» Brano
•••
Ribadisco: dobbiamo sapere che stiamo facendo un discorso
difficile e mettere in conto che molti non capiranno. Non
possiamo stupirci di queste reazioni, che sono naturali.
In primo luogo perché noi non offriamo toccasana e
speranze gratuite, e, al contrario, chiediamo di compiere
imprese individuali tremendamente difficili, come è
quella di mutare le proprie abitudini. Bisogna scontare
il fatto di essere considerati diversi.
Perché, per fare questi discorsi bisogna essere diversi.
•••
Estratti del dataset di segmentazione
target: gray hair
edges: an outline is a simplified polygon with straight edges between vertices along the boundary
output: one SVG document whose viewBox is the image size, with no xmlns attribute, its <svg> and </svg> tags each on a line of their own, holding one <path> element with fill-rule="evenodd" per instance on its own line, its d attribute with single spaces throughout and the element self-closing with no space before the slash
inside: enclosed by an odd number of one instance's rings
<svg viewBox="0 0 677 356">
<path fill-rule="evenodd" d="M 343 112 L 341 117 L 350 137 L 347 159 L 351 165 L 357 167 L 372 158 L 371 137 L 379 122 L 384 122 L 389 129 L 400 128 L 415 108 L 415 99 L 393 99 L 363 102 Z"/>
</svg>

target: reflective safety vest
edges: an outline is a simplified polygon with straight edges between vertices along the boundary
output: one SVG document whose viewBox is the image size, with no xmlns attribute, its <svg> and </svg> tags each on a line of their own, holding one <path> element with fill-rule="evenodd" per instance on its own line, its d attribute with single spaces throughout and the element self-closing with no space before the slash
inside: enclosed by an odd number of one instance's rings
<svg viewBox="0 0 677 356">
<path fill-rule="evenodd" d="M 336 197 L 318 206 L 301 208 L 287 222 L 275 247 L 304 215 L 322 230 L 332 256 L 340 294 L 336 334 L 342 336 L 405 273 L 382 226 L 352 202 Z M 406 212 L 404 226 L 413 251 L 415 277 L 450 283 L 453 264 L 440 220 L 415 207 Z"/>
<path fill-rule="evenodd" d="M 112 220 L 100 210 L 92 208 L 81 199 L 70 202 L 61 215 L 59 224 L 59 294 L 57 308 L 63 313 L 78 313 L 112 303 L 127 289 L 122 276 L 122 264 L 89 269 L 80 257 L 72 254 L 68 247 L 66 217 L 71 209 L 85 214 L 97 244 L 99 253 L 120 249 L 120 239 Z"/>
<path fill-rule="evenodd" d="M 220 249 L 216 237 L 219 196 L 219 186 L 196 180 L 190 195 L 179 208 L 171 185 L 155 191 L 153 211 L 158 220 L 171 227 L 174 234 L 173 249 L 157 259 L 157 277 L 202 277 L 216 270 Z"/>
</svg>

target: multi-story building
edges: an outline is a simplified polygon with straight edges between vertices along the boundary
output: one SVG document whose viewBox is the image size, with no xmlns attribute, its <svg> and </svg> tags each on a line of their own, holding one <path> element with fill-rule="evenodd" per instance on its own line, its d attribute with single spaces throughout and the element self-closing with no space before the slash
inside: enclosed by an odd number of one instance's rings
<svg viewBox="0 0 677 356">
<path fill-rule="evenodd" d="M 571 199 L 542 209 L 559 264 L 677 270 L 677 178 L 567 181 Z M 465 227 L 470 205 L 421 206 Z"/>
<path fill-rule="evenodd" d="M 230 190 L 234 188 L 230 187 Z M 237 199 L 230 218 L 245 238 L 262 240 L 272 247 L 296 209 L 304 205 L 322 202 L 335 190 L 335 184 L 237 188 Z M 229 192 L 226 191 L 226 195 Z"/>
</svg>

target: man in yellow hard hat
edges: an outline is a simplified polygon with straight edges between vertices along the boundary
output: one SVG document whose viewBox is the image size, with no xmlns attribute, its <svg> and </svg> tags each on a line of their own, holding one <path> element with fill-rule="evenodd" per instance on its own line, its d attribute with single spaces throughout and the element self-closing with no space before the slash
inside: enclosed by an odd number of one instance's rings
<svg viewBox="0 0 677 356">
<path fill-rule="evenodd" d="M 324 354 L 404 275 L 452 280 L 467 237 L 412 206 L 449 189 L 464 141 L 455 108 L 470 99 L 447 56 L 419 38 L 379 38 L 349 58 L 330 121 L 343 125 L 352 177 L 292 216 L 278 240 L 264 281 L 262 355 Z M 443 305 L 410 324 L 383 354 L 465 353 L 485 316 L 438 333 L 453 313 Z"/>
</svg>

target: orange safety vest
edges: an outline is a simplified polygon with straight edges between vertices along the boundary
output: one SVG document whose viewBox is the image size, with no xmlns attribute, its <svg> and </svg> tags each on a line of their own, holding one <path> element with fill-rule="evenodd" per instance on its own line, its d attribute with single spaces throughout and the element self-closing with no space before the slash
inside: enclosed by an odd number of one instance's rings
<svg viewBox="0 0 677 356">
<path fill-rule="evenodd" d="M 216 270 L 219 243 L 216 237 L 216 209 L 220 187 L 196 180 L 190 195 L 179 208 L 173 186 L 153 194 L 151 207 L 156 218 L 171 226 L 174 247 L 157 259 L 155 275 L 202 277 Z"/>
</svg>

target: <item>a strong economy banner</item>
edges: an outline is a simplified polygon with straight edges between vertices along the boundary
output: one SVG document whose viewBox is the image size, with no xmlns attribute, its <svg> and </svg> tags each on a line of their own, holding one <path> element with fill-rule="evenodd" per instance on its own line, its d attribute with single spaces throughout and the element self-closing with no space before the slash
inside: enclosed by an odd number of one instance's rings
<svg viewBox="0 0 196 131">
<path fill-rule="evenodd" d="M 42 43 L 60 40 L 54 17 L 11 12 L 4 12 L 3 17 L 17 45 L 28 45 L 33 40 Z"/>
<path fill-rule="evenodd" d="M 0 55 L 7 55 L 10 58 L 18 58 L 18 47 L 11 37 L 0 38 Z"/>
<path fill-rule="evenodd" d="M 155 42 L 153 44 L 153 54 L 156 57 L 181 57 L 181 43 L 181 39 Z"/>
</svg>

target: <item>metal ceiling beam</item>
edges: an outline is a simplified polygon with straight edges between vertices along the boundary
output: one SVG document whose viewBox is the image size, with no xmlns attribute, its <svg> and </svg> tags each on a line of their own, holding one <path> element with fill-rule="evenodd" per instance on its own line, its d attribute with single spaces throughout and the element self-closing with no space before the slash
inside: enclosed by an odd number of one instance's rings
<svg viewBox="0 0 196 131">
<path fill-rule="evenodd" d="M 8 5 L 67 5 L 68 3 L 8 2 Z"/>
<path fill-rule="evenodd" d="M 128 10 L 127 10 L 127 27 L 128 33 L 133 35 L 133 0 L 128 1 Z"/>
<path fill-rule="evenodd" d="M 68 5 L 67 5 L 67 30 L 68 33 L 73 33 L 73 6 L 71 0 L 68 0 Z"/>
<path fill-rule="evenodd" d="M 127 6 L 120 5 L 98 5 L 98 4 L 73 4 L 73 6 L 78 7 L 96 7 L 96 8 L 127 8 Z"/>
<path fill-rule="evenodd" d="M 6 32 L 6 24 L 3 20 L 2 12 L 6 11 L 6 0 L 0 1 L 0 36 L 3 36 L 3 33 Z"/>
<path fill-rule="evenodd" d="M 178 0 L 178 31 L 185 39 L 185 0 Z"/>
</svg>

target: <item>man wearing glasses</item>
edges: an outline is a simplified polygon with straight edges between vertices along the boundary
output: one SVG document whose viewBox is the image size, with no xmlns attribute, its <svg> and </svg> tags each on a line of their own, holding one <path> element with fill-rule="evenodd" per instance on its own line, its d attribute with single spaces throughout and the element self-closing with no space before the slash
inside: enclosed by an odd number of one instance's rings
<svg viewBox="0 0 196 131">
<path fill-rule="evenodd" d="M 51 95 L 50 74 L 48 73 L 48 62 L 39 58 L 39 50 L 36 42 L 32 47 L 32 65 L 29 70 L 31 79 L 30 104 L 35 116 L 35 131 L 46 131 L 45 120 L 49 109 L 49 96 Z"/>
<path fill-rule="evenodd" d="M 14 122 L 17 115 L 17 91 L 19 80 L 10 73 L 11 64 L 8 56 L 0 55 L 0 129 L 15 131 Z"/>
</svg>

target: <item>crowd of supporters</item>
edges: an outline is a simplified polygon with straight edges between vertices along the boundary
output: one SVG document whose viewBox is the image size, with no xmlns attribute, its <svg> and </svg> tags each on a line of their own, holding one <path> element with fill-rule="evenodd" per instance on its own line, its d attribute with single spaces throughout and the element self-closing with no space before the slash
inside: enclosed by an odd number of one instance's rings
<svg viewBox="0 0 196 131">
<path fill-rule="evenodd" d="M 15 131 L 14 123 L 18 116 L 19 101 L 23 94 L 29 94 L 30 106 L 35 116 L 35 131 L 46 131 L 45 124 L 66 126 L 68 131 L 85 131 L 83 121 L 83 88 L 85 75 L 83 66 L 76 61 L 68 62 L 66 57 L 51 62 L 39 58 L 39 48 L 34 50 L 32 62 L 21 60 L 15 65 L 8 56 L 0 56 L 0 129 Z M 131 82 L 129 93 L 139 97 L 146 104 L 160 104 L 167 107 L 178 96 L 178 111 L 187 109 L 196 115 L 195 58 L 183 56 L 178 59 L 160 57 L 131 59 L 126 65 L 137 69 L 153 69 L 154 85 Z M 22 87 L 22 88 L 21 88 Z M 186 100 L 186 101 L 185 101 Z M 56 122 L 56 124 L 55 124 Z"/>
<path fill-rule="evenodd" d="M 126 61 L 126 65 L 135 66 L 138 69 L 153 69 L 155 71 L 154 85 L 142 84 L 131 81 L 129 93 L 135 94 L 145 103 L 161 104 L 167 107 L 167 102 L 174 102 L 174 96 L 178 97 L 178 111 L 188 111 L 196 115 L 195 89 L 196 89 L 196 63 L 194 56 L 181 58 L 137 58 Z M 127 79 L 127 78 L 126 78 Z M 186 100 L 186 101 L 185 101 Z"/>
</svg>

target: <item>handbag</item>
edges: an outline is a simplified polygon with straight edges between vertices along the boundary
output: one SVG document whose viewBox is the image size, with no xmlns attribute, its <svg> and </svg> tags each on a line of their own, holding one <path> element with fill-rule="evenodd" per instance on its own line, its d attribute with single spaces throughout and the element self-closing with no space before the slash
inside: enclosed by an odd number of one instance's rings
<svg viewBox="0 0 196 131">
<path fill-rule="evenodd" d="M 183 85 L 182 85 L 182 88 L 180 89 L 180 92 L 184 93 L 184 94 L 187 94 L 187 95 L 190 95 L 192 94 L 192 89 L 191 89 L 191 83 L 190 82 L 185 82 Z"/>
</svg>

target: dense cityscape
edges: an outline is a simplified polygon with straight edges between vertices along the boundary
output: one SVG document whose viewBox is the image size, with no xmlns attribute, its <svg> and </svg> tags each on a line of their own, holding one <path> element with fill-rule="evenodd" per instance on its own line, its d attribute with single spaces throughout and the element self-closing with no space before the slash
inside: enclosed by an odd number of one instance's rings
•••
» Sfide
(1) Nel brano, individua tutte le azioni introdotte da "dobbiamo" o da "bisogna" e riportale in un elenco.
(2) Secondo il brano, per quale motivo non possiamo stupirci delle reazioni di chi non capirà?
Il listato non ha alcun ruolo in questo lavoro.

» Le soluzioni
(1)
- sapere che stiamo facendo un discorso difficile
- mettere in conto che molti non capiranno
- scontare il fatto di essere considerati diversi
- essere diversi, per fare questi discorsi

(2) Sono reazioni naturali, perché non offriamo toccasana e speranze gratuite. Al contrario, chiediamo di compiere imprese individuali tremendamente difficili, come mutare le proprie abitudini.